EXCERPT:
Wednesday, July 2, 2014

The Lego Movie is a Must See

The Lego Movie was……fantastic!!!  I was skeptical when my wife asked me to bring this one home as the commercials showed me nothing more than a movie which was designed for kids to capitalize on the current extreme popularity of all things Lego.  I was sorely mistaken.  The film was laugh out loud funny from start to finish and brought back countless memories through the movies references to classic Lego sets new and old.  The film is an underdog story at its heart and focuses on Emmet Brickowski, an standard construction worker mini figure who goes through the motions of his everyday life in Bricksburg.  Everyone conforms to the rules of society and no one asks any questions.  They all eat the same food and watch the same show, a hilariously simple comedy called “Where Are My Pants?” which is an hysterical take on generic daytime sitcoms.  The point is that Emmet doesn’t have a single original or imaginative thought.  Then one day, he returns to his job site and bumps into the attractive, hair flipping, mysterious girl Wildstyle who is attempting to retrieve The Piece of Resistance to stop the evil President Business from unleashing the devastating power of the Kragle and destroying the known world.  After falling through a hole at the construction site, Emmet ends up finding the Piece and Wildstyle tells him that the prophecy dictates he is “The Special” and is destined to save the world.  Emmet is sucked into an adventure which leads him through the other Lego realms including the Pirate Sea and the Old West.  With the help of Wildstyle, the ancient wizard Vitruvius, Batman, and many other recognizable Lego faces, Emmet learns to become a Master Builder and unleash his imagination in ways he never thought possible.  With Will Ferrell as President Business, Morgan Freeman as Vitruvius, Will Arnett as Batman, and Elizabeth Banks as Wildstyle, the film has an all-star comedic cast which manages to insert plenty of jokes aimed at the older crowd watching the movie.  In the end, the secret behind the Kragle and President Business is revealed in an outcome which is both heartwarming and a tad predictable.  If you’re a fan of Legos then you MUST see this film.  Even if you aren’t it was still a hysterical movie that will no doubt appeal to children and adults alike; a perfect pick for family movie night.

REQUIRED WORK:
1. List every actor named in the Lego Movie review.
2. According to the Lego Movie review, what show does everyone in Bricksburg watch?
3. Condense the paragraph of the Lego Movie review that begins "The Lego Movie was……fantastic!!!" into a shorter version that keeps its main facts.

INFORMATION SHOWN:
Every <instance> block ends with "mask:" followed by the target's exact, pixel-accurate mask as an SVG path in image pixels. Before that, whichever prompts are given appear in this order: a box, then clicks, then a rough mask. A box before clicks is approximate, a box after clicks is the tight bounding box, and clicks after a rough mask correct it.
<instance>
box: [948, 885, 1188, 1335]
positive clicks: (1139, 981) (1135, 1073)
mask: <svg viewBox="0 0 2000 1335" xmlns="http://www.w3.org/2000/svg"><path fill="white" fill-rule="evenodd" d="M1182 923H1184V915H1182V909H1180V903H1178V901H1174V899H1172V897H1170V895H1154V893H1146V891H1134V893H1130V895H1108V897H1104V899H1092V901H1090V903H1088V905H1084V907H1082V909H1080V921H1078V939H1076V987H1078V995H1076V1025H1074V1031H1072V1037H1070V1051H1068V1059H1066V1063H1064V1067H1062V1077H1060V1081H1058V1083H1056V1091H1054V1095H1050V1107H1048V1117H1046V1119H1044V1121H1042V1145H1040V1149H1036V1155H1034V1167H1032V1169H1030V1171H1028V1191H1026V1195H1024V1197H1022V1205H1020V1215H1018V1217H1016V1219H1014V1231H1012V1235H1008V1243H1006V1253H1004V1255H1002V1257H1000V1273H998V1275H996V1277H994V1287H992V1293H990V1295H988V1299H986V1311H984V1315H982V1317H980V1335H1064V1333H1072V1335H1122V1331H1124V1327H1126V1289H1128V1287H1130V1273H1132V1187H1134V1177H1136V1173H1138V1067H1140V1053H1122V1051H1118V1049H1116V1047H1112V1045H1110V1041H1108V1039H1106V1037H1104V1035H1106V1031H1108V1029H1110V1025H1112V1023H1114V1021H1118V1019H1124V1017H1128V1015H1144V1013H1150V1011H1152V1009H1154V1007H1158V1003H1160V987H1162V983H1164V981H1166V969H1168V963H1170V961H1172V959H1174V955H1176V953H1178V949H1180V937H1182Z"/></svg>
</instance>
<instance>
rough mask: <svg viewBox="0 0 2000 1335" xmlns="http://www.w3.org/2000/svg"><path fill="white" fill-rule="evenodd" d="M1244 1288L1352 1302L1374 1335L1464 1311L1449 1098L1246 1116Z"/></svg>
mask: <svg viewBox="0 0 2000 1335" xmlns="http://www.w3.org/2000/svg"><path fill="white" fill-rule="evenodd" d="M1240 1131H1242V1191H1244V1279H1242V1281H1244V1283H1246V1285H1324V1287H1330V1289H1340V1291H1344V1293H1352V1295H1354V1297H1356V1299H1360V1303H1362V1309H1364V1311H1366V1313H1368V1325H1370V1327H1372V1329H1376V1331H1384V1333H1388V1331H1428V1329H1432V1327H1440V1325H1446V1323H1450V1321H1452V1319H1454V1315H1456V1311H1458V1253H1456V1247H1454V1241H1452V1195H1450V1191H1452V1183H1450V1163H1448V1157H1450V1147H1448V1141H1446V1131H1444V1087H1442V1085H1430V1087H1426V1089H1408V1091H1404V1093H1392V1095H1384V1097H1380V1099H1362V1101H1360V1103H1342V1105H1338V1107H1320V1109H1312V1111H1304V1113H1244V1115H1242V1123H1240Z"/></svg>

EXPECTED RESULTS:
1. Will Ferrell, Morgan Freeman, Will Arnett, Elizabeth Banks

2. A simple comedy called "Where Are My Pants?"

3. The reviewer expected a kids' movie cashing in on Lego's popularity but found it funny from start to finish and full of references to classic Lego sets. It follows Emmet Brickowski, an ordinary construction worker minifigure in conformist Bricksburg, where everyone eats the same food and watches the sitcom "Where Are My Pants?" Emmet meets Wildstyle, who is trying to retrieve The Piece of Resistance to stop President Business from using the Kragle to destroy the world. He then finds the Piece and is told he is "The Special." He travels through Lego realms such as the Pirate Sea and the Old West with Wildstyle, Vitruvius, Batman and others, and he becomes a Master Builder. The cast (Will Ferrell, Morgan Freeman, Will Arnett and Elizabeth Banks) adds jokes for adults, and the ending is heartwarming if a bit predictable. The reviewer calls it a must-see for Lego fans and a good pick for family movie night.